• _TAREFAS A REALIZAR_:
- 1) Cite literalmente, do texto sobre a revista Tição, o trecho de "Tição - aquele" até "a militância negra.".
- 2) Indique se cada afirmação concorda com o texto sobre a revista Tição, respondendo sim ou não e citando literalmente as palavras do texto que decidem a resposta: (a) A nova edição da revista tem 56 páginas. (b) Os exemplares da nova edição são vendidos. (c) Emílio Chagas integrou o corpo editorial apenas da versão original da revista.

• _TEXTO FORNECIDO_:
################
Tição - aquele pedaço incandescente de lenha ou de carvão - é usado para estimular o fogo, incendiar. Tição, a revista, surgiu com essa proposta: tacar fogo no debate, incendiar as ideias.
O momento não poderia ser mais propício: o final da década de 1970, com todo o florescimento da imprensa nanica (os pequenos jornais que faziam frente aos jornalões da grande imprensa) e ainda com a força da inspiração de exemplos bem-sucedidos, como os alternativos Opinião, Movimento, Argumento, O Sol, Lampião e, principalmente, o Pasquim. Era o cenário ideal para um veículo que não apenas se postasse em oposição à então vigente ditadura militar como também, em outra frente, representasse uma voz para a militância negra.
Agora, como se cumprisse um ciclo de quase cinco décadas, a revista Tição está de volta. A efêmera experiência de 1978 ganha uma nova edição: uma publicação com 56 páginas, em um formato maior do que o original e com distribuição gratuita de 1,5 mil exemplares. Por fora, Tição está diferente. Por dentro, Tição continua combativa e oferece abordagens analíticas, comparativas e jornalísticas de estudiosos, pesquisadores, repórteres e fundadores da revista. Ou seja, temas levantados há quase 50 anos são novamente abordados. E uma pergunta permanece: o que mudou?
"Hoje, evidentemente muita coisa mudou", explica Emílio Chagas, jornalista, editor e produtor cultural que fez (e faz) parte do corpo editorial das duas versões da revista. "Porém, quase cinco décadas depois, percebemos que as pautas que levantamos lá atrás permaneciam válidas e atuais. Existe uma nova realidade e nós, precursores, precisamos acompanhá-la", acrescenta Emílio, enumerando quais seriam essas pautas: "A questão da violência, o chamado genocídio da juventude negra, as políticas de desigualdade racial, o mercado de trabalho, a discriminação e a exclusão social". "Tudo isso continua em alta", lamenta.
################
• _REGISTROS DO CONJUNTO_:
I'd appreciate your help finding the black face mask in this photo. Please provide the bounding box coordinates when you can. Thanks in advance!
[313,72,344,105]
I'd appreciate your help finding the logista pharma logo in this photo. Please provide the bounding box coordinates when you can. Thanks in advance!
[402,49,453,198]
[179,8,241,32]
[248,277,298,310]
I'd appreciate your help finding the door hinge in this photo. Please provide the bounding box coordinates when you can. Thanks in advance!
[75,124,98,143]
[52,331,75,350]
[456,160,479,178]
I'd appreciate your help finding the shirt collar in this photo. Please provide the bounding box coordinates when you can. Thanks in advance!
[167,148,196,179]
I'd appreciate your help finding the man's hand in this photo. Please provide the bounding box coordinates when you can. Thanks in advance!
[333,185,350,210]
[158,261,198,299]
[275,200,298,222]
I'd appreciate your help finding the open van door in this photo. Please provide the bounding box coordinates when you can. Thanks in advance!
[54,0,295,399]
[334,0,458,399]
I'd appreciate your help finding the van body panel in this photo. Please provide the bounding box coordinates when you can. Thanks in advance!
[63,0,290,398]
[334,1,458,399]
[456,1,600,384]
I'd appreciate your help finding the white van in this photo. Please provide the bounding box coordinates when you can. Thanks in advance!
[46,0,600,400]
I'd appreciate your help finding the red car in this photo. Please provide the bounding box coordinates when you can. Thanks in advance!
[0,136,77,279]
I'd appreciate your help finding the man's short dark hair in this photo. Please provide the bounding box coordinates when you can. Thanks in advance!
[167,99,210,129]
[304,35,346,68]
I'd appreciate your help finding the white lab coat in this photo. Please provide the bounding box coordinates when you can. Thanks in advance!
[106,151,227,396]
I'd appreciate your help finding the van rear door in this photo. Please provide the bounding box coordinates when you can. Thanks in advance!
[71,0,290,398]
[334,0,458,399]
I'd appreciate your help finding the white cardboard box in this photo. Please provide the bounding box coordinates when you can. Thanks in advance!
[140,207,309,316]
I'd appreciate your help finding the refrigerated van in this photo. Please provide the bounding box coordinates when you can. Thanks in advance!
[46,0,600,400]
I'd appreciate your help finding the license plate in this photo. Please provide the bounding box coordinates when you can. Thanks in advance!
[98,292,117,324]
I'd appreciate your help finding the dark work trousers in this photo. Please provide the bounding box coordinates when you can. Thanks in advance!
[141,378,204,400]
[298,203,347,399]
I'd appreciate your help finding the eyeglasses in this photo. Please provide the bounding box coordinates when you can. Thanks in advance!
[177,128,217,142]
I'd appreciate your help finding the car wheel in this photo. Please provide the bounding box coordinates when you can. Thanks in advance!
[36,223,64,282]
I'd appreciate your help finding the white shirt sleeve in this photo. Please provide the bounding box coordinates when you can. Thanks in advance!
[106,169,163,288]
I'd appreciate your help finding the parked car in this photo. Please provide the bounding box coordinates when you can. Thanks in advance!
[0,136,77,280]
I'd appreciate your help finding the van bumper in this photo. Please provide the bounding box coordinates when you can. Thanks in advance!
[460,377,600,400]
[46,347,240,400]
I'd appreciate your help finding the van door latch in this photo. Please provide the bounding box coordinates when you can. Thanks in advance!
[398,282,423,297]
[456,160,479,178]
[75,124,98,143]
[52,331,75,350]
################
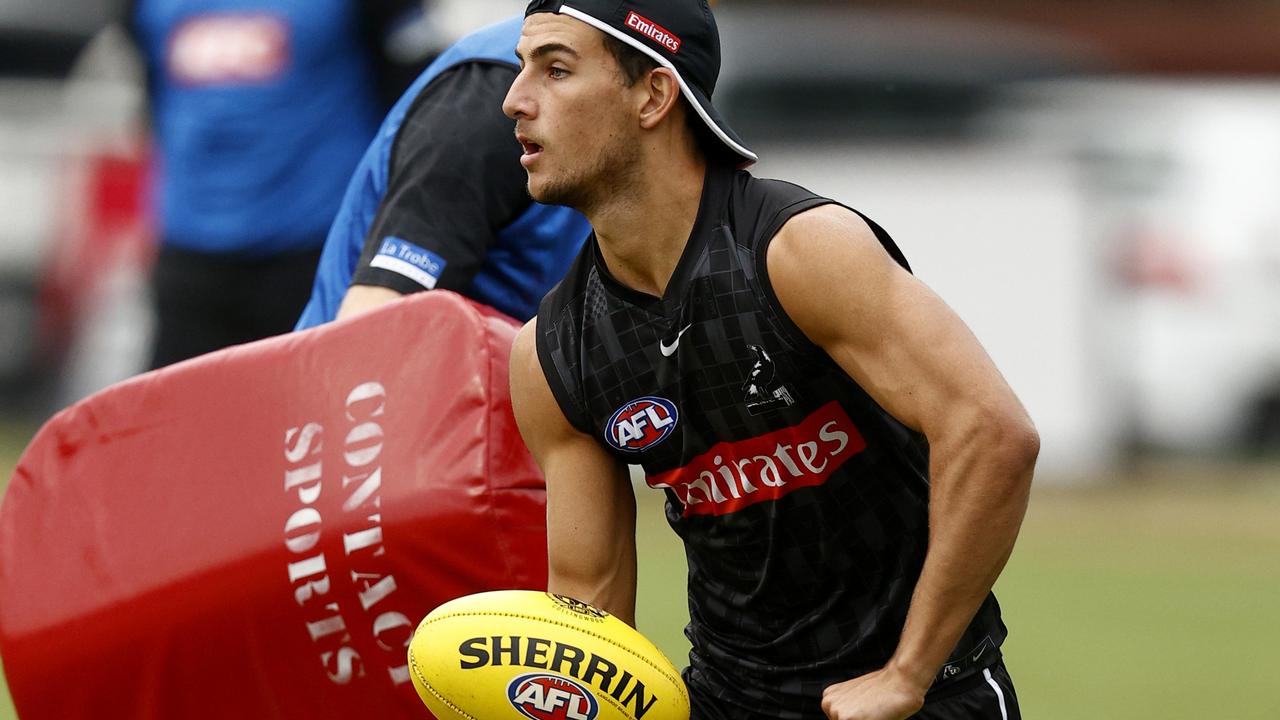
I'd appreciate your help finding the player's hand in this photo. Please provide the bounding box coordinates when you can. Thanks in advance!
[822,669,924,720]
################
• _SOLUÇÕES DO EXERCÍCIO_:
- 1)
Tição - aquele pedaço incandescente de lenha ou de carvão - é usado para estimular o fogo, incendiar. Tição, a revista, surgiu com essa proposta: tacar fogo no debate, incendiar as ideias.
O momento não poderia ser mais propício: o final da década de 1970, com todo o florescimento da imprensa nanica (os pequenos jornais que faziam frente aos jornalões da grande imprensa) e ainda com a força da inspiração de exemplos bem-sucedidos, como os alternativos Opinião, Movimento, Argumento, O Sol, Lampião e, principalmente, o Pasquim. Era o cenário ideal para um veículo que não apenas se postasse em oposição à então vigente ditadura militar como também, em outra frente, representasse uma voz para a militância negra.

- 2)
(a) Sim: "uma publicação com 56 páginas".
(b) Não: "com distribuição gratuita de 1,5 mil exemplares".
(c) Não: "fez (e faz) parte do corpo editorial das duas versões da revista".